▸ Приведённый текст
..............................
Изъ тоновъ различной высоты, расположенныхъ въ правильной послѣдовательности, составляется гамма, представляющая постепенный переходъ тоновъ чрезъ всѣ промежуточные съ полутонами, т. е діэзами и бемолями. Отношенія между тонами суть интервалы, выражающіе разстояніе между ними. Сочетанія звуковъ по различнымъ интерваламъ суть гармоніи или аккорды и созвучные пріятные аккорды состоятъ изъ тоновъ, числа колебаній которыхъ относятся, какъ простыя числа 1 къ 2 или 2 къ 3 и т. д. Въ противномъ случаѣ получается при сочетаніи звуковъ диссонансъ, который тѣмъ непріятнѣе, чѣмъ сложнѣе отношенія между числами колебаній, входящихъ въ составъ ихъ тоновъ.
..............................
▸ Перечень записей
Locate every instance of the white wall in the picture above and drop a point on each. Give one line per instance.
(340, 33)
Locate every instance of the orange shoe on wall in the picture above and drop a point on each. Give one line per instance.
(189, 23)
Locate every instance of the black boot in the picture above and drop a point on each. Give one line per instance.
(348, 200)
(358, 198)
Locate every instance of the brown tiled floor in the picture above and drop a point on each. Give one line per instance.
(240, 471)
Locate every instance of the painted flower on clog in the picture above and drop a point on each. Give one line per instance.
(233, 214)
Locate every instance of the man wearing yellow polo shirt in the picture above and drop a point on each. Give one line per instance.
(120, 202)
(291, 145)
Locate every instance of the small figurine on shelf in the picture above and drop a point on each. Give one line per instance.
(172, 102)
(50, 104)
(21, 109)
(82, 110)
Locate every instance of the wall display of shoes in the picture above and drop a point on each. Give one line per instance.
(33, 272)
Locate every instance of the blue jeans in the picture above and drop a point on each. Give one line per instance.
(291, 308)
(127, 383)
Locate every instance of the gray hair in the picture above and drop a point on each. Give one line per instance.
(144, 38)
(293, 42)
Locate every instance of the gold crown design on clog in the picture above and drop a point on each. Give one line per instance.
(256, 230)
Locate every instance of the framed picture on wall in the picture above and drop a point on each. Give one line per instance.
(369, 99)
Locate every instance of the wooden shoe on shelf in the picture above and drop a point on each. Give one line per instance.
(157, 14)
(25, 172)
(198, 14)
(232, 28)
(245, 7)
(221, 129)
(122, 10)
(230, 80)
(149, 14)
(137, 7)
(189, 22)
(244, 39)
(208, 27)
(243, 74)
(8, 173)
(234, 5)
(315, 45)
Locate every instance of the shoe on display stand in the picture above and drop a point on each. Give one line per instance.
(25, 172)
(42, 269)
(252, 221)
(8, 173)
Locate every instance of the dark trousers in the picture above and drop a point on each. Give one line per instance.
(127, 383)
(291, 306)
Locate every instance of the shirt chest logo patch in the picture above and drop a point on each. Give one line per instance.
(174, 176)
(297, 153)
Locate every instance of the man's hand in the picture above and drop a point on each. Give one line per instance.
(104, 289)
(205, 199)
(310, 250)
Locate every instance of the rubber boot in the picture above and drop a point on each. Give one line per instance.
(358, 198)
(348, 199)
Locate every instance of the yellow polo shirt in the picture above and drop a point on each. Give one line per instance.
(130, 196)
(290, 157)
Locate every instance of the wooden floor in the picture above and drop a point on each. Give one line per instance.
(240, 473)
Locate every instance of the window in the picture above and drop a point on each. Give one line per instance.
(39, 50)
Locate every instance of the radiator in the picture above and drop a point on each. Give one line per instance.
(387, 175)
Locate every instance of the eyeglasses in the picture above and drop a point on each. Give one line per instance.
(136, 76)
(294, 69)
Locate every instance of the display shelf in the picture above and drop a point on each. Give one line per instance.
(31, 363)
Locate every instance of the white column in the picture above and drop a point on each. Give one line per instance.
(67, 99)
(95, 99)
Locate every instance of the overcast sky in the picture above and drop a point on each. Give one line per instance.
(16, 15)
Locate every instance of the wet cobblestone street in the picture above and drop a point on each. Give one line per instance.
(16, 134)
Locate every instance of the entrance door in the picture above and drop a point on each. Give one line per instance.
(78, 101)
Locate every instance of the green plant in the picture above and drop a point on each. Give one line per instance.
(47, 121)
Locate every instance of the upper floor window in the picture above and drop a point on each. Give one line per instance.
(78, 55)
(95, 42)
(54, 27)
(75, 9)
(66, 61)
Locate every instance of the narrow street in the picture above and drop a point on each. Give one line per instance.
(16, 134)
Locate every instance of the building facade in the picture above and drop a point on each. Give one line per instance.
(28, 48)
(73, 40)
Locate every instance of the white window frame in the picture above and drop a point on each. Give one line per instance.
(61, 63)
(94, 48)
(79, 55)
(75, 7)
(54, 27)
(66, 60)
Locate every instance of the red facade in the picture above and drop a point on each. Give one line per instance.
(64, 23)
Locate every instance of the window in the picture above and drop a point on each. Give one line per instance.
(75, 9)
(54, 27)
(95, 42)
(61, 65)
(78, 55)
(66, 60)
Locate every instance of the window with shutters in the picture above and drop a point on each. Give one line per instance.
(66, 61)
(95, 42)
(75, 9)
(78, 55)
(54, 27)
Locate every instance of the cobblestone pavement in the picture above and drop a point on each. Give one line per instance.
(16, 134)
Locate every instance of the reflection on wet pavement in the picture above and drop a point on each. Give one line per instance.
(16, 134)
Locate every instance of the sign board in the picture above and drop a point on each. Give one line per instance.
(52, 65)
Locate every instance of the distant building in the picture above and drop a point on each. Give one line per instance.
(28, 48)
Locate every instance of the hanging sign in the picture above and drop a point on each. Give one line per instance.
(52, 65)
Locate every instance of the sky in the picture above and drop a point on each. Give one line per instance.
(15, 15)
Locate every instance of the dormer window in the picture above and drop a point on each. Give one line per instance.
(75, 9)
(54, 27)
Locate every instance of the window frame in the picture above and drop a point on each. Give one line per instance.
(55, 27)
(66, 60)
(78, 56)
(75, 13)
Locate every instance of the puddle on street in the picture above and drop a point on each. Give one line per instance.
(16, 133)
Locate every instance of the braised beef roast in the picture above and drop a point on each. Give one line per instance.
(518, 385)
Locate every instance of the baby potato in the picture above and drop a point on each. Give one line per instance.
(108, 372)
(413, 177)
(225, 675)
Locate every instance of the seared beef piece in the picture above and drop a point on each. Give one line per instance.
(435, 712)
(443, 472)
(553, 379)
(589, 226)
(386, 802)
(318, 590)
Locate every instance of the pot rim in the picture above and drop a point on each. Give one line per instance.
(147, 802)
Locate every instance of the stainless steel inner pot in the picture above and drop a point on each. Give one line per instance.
..............................
▸ Задание
Продолжите текст о музыкальных тонах, интервалах и аккордах, начав сразу после его последнего предложения.

▸ Ответ к заданию
Тембръ звука или голоса, какъ насъ учитъ физика, зависитъ отъ примѣси къ основному тону, издаваемому тѣмъ или другимъ инструментомъ, или гортанью различныхъ побочныхъ обертоновъ; простые звуки, не осложненные обертонами, издаютъ только камертоны, всѣ-же звуки, издаваемые другими извѣстными музыкальными аппаратами, сопровождаются различными обертонами, придающими имъ и различный тембръ. При посредствѣ резонаторовъ легко проанализировать сложный звукъ и разложить его на основной тонъ и на обертоны, обусловливающіе тембръ звука. Звуки голоса суть сложные звуки и пріятность или непріятность голоса зависитъ отъ примѣшивающихся къ основному тону звука различныхъ обертоновъ; если числа колебаній обертоновъ относятся какъ между собою, такъ и къ основному тону въ отношеніяхъ простыхъ чиселъ, то звукъ голоса обыкновенно бываетъ пріятенъ, т. е. образуется гармоническій аккордъ; въ противномъ случаѣ звукъ голоса диссонируетъ и является отталкивающимъ.
Объ остальныхъ сторонахъ звуковыхъ ощущеній, какъ не требующихъ никакихъ спеціальныхъ напоминовеній изъ физики, какъ-то о тягучести, звучности, густотѣ, ритмѣ ихъ и т. д., мы говорить здѣсь не станемъ, и слѣдовательно, легко видѣть, что музыка имѣетъ въ распоряженіи своемъ массу звуковыхъ средствъ и варіацій, какъ для выраженія, такъ и для вызова различныхъ чувствъ и настроенія. Остановимся вкратцѣ на тѣхъ физическихъ особенностяхъ звука, которыя могутъ имѣть въ этомъ отношеніи большое значеніе.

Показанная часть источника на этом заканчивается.